[Start Data supplied]

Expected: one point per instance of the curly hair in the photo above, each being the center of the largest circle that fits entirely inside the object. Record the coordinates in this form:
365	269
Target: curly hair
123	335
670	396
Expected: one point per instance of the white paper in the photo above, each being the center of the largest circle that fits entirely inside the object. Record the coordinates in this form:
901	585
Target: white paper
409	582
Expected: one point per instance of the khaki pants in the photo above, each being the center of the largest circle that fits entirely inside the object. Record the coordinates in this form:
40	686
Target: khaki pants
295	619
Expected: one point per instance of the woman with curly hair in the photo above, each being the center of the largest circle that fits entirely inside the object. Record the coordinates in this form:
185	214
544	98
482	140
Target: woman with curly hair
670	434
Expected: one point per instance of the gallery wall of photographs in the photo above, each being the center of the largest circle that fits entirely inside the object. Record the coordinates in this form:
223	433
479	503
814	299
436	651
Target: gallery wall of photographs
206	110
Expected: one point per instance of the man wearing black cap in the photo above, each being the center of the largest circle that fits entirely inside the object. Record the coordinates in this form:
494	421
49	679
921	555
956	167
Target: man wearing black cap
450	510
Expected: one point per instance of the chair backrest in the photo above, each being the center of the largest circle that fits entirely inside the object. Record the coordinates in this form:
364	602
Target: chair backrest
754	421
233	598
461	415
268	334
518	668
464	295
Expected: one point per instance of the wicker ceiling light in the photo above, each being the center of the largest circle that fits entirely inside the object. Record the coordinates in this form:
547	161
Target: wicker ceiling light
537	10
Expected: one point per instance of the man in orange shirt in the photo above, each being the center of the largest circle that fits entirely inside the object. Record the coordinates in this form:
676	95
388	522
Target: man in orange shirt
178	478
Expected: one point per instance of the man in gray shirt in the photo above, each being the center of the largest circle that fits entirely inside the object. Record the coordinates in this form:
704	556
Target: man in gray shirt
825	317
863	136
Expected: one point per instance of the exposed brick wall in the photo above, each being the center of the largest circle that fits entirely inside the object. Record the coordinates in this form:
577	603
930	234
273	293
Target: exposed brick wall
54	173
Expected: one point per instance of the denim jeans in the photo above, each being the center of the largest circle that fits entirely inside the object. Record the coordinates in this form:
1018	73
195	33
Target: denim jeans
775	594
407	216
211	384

[End Data supplied]

● **Task directions**
Each line must be given again exactly as written above.

● **Written solution**
Expected: one point per instance of the curly hair in the photo above, each being the center of the largest circle that fits entirely inside the object. Record the coordinates in this form:
365	269
Target: curly hair
123	335
670	396
Expected: one point per instance of the white paper in the photo above, each being the center of the largest circle that fits entirely inside the object. Record the coordinates in this form:
901	585
Target: white paper
409	582
Expected: one point per instance of the khaki pants in the photo above, each being the center of the largest circle that fits entirely inside the object. Record the coordinates in this form:
40	686
Target: khaki pants
295	619
Expected: one point per instance of the woman with curly hair in the photo above, each being the center of the largest circle that fits entirely inside the object. Record the coordinates in this form:
185	214
544	98
482	140
Target: woman with curly hair
670	434
Expected: one point per instance of the gallery wall of photographs in the photo above, each being the center of the largest circle that fits entirely inside the object. Record the coordinates in this form:
223	433
479	503
814	299
436	651
Target: gallery wall of photographs
206	110
Expected: one point per instance of the man wearing black cap in the photo above, each being the center of the largest circle that fits entirely inside the object. Record the coordinates in this form:
494	421
49	679
921	555
956	167
Target: man wearing black cap
450	510
Expected: one point per instance of the chair backrest in the photo above, each being the center of the largest circle that fits entirely inside the object. Record the coordinates in this form:
364	602
Target: chair backrest
754	421
233	598
461	415
268	334
518	668
464	295
Expected: one point per instance of the wicker ceiling light in the photo above, each being the center of the largest circle that fits entirely inside the object. Record the coordinates in this form:
547	161
Target: wicker ceiling light
537	10
Expected: one point per instance of the man in orange shirt in the photo above, each being the center of the largest circle that fits entirely inside the object. Record the coordinates in this form:
676	95
388	522
Target: man in orange shirt
178	478
Expected: one point per instance of the man in gray shirt in the photo above, each being the center of the largest circle that fits entirely inside the object. Record the coordinates in this form:
704	556
Target: man in gray shirt
825	317
863	136
Expected: one point per instance of the exposed brick wall in the photo above, each being the center of the largest circle that fits entirely inside the object. Record the coordinates in this form:
577	603
930	234
273	293
Target: exposed brick wall
54	173
Expected: one point per instance of the denim jeans in the photo above, each being the center of the largest circle that fits entirely inside the object. Record the coordinates in this form:
1018	73
195	33
Target: denim jeans
775	594
407	216
211	384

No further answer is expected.